[PETUNJUK SOAL 1]
Sebutkan sifat-sifat sosok A.Y. Nasution yang menurut teks tentang A.Y. Nasution kian tampak ketika ia diamati lebih dekat.

[TEKS BACAAN]
__________________________________________________
Selang beberapa menit menunggu di ruang tamu, A.Y. Nasution pun keluar. Dengan paduan celana hitam dan kemeja lengan pendek warna merah, A.Y. Nasution sumringah melangkah pelan. Ada aura ketegasan diri berbalut kematangan hati. Bukan apa-apa, sekilas memandang, ekspresi awal mantan Asisten Teritorial TNI AD yang dikukuhkan menjadi Pangkostrad melalui Keputusan Panglima TNI Nomor: Kep/584/VII/2011 tertanggal 25 Juli 2011, itu langsung familiar melayani. “Profil apa kira-kira yang mau ditulis, gimana kabar,” sapa A.Y. Nasution ramah kepada Budiman Pardede, mengawali percakapan. Saat berikut A.Y. Nasution sudah terlihat ‘sibuk’ menyimak penjelasan materi tulisan dari lawan bicaranya. Namun beberapa detik kemudian dia sudah menebar senyum manakala disodori rencana pengambilan foto berbagai pose. Ketika diamati lebih dekat, sosok A.Y. Nasution yang energik, kekeluargaan dan terbuka kian bertaburan ke permukaan. Bisa ditebak, pasti pola itu pula yang dijadikan A.Y. Nasution sebagai landasan kesuksesan meniti tugas maupun ragam bentuk kehidupan. “Waduh, banyak sekali foto saya yang diambil,” cetus pria kelahiran Medan 26 Maret 1954 ini sambil tersenyum.
__________________________________________________
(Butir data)

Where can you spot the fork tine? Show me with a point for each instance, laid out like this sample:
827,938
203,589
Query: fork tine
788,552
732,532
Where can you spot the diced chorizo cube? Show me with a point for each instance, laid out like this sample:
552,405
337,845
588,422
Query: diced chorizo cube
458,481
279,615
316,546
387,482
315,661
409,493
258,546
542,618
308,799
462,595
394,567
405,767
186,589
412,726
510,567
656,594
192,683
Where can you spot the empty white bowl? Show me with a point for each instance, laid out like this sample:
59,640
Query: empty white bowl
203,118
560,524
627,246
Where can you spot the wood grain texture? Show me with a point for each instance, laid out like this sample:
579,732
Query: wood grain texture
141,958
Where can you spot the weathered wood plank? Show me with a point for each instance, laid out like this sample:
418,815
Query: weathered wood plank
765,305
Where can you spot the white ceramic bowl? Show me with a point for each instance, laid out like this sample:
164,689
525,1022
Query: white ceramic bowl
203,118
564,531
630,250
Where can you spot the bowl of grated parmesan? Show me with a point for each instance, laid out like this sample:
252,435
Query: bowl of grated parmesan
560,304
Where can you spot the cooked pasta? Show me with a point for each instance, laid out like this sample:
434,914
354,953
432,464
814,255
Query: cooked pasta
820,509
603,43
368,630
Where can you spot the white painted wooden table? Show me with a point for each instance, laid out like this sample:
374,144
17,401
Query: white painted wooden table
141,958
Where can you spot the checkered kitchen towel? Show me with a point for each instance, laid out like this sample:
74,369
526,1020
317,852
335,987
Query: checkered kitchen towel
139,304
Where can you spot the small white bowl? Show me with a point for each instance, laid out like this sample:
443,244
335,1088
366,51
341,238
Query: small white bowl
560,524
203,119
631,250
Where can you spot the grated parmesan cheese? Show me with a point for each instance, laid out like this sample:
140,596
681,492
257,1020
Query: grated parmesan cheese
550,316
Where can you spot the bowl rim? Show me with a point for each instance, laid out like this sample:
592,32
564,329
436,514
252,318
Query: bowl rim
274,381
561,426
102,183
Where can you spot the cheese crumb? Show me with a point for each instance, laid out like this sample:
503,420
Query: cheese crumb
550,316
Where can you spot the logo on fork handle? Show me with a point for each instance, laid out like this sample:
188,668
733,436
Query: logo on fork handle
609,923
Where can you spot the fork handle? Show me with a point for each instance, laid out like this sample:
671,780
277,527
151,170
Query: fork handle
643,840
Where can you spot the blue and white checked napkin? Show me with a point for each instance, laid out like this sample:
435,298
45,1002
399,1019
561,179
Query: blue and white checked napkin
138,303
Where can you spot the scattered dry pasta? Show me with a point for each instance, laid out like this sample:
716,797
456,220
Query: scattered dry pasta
__________________________________________________
[PETUNJUK SOAL 2]
Perbarui entri mulai dari baris yang memuat "Where can you spot the cheese" sampai akhir entri dengan mengganti setiap "fork handle" menjadi "spoon handle". Biarkan bagian lainnya tetap sama.

[PEMBAHASAN JAWABAN 1]
energik
kekeluargaan
terbuka

[PEMBAHASAN JAWABAN 2]
Where can you spot the cheese crumb? Show me with a point for each instance, laid out like this sample:
503,420
Query: cheese crumb
550,316
Where can you spot the logo on spoon handle? Show me with a point for each instance, laid out like this sample:
188,668
733,436
Query: logo on spoon handle
609,923
Where can you spot the spoon handle? Show me with a point for each instance, laid out like this sample:
671,780
277,527
151,170
Query: spoon handle
643,840
Where can you spot the blue and white checked napkin? Show me with a point for each instance, laid out like this sample:
435,298
45,1002
399,1019
561,179
Query: blue and white checked napkin
138,303
Where can you spot the scattered dry pasta? Show me with a point for each instance, laid out like this sample:
716,797
456,220
Query: scattered dry pasta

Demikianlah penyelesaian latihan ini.